**Dataset records:**
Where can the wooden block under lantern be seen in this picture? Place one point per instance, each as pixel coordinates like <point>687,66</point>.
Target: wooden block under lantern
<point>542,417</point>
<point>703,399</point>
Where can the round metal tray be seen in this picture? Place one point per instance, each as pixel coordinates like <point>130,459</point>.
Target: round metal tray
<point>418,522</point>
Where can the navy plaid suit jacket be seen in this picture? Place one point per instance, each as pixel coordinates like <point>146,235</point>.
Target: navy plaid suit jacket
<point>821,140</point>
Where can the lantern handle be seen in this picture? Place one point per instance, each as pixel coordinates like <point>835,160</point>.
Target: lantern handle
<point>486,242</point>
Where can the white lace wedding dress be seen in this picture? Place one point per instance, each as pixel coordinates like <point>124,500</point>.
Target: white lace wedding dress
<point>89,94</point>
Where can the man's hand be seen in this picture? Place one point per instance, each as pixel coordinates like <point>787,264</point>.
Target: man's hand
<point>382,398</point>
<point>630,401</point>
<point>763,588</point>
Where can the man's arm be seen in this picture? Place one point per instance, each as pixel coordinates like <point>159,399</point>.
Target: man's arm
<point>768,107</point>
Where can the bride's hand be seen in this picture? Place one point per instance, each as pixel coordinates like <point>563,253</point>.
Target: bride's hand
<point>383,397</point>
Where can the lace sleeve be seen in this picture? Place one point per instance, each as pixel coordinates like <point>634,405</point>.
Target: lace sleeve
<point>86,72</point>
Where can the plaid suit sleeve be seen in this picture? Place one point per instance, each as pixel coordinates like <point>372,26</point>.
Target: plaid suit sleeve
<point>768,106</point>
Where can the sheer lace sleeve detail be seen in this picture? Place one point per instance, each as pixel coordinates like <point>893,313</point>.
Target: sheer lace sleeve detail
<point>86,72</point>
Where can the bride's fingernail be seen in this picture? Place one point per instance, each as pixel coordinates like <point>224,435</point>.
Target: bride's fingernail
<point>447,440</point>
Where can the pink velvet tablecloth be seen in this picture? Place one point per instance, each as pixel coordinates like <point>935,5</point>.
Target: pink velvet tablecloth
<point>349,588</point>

**Exercise description:** Rewrite the lines from the one containing "Where can the lantern" up to and including the one containing "<point>89,94</point>" as a Markdown table with the columns Row and Line, numbering each row and leaving out any blank lines.

**Solution to this exercise:**
| Row | Line |
|---|---|
| 1 | Where can the lantern handle be seen in this picture? Place one point per instance, each as pixel coordinates like <point>835,160</point>. |
| 2 | Target: lantern handle |
| 3 | <point>486,242</point> |
| 4 | Where can the white lace wedding dress be seen in this picture? Place one point per instance, each as pixel coordinates like <point>124,500</point>. |
| 5 | Target: white lace wedding dress |
| 6 | <point>89,94</point> |